● Exercice proposé A: Recopiez, dans le texte sur la jalousie de Dieu, le passage qui va de « Sainte Thérèse d'Avila » jusqu'à « toute notre conduite. ».

● Extrait du texte:
De la jalousie de Dieu

 

Sainte Thérèse d'Avila


Dieu se nomme en plusieurs endroits des Écritures, un Dieu jaloux, il va jusqu'à dire que ce titre de jaloux est son nom, pour marquer combien il lui est essentiel, et qu'il ne peut pas plus s'en dépouiller que de son être.
Mais de quoi est-il jaloux ? D'une seule chose : de l'hommage de notre esprit et de notre cœur ; non d'un hommage stérile et de simple spéculation, mais d'un hommage qui influe sur tous nos sentiments et toute notre conduite.
Et en quoi consiste l'hommage de l'esprit ? À reconnaître que Dieu est tout, principe de tout, fin de tout, et que hors de lui tout n'est rien. Il consiste en particulier à humilier notre esprit devant lui, à lui soumettre toutes nos lumières ; ou plutôt à être bien persuadé qu'il est lui-même notre lumière, soit dans l'ordre naturel, soit dans l'ordre surnaturel ; que nous ne voyons bien, que nous ne jugeons bien qu'autant que nous voyons comme il voit, et que nous jugeons comme il juge : ce qui emporte pour notre esprit une dépendance absolue du sien ; une mort continuelle à notre propre esprit pour ne consulter que le sien ; une fidélité constante à ne point agir selon notre propre esprit, mais selon le sien. Voilà l'hommage qu'il exige, et qu'il a droit d'exiger de notre esprit, et dont il est infiniment jaloux. Le lui refuser, c'est aller contre ses droits les plus essentiels ; c'est s'arroger l'indépendance en un point qui est la plus belle qualité de l'homme, savoir : l'intelligence et la raison ; c'est prétendre, ou qu'on ne tient pas de Dieu cette intelligence, ou qu'on peut en faire un bon usage sans la régler sur l'intelligence divine : prétention folle, injurieuse à Dieu, et source de tous les égarements de la créature. Lui rendre cet hommage, c'est nous acquitter de notre premier devoir envers l'intelligence suprême ; c'est mettre sa gloire à dépendre de lui dans toutes nos connaissances, dans tous nos jugements ; c'est pour nous un principe de sagesse et de bonne conduite, une assurance de ne jamais nous égarer. Tous les écarts de l'esprit humain en matière de foi et de morale, ne viennent que de n'avoir pas consulté la lumière primitive, la lumière qui éclaire tout homme venant en ce monde. Il faut donc en toutes choses, mais surtout dans les choses surnaturelles, d'où dépendent notre salut et notre perfection, tenir notre esprit anéanti, pour ainsi dire, sous l'esprit de Dieu.

● Exercice proposé B: Veuillez reproduire l'ensemble des enregistrements ci-dessous, requêtes comprises, en multipliant par 1,6 chaque coordonnée figurant dans les réponses. Arrondissez chaque résultat à l'entier le plus proche, les demis étant arrondis vers le haut.

[Enregistrements issus d'une source de données]
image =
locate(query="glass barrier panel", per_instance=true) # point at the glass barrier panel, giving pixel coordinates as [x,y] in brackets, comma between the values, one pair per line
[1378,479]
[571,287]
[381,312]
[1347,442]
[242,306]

● Corrigé détaillé A:
Sainte Thérèse d'Avila


Dieu se nomme en plusieurs endroits des Écritures, un Dieu jaloux, il va jusqu'à dire que ce titre de jaloux est son nom, pour marquer combien il lui est essentiel, et qu'il ne peut pas plus s'en dépouiller que de son être.
Mais de quoi est-il jaloux ? D'une seule chose : de l'hommage de notre esprit et de notre cœur ; non d'un hommage stérile et de simple spéculation, mais d'un hommage qui influe sur tous nos sentiments et toute notre conduite.

● Corrigé détaillé B:
image =
locate(query="glass barrier panel", per_instance=true) # point at the glass barrier panel, giving pixel coordinates as [x,y] in brackets, comma between the values, one pair per line
[2205,766]
[914,459]
[610,499]
[2155,707]
[387,490]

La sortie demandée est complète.